-- START --

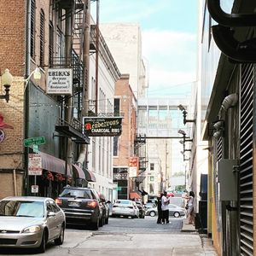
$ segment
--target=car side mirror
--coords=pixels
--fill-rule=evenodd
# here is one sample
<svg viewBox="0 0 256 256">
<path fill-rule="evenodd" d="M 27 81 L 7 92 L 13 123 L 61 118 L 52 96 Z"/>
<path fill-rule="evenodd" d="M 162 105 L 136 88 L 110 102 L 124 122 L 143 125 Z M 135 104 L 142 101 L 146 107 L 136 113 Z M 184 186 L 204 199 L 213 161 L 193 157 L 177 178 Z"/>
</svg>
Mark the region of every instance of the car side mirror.
<svg viewBox="0 0 256 256">
<path fill-rule="evenodd" d="M 49 212 L 48 214 L 47 214 L 48 217 L 55 217 L 56 216 L 56 213 L 54 212 Z"/>
</svg>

-- END --

■ Requirements ■
Reproduce all of the data above word for word, leaving out the pictures.

■ Full response ■
$ segment
--target=car side mirror
--coords=pixels
--fill-rule=evenodd
# here is one sample
<svg viewBox="0 0 256 256">
<path fill-rule="evenodd" d="M 27 81 L 7 92 L 13 123 L 61 118 L 52 96 Z"/>
<path fill-rule="evenodd" d="M 162 105 L 136 88 L 110 102 L 124 122 L 143 125 Z M 135 104 L 142 101 L 146 107 L 136 113 Z M 184 186 L 204 199 L 213 161 L 193 157 L 177 178 Z"/>
</svg>
Mark the region of every instance of the car side mirror.
<svg viewBox="0 0 256 256">
<path fill-rule="evenodd" d="M 49 212 L 48 214 L 47 214 L 48 217 L 55 217 L 56 216 L 56 213 L 54 212 Z"/>
</svg>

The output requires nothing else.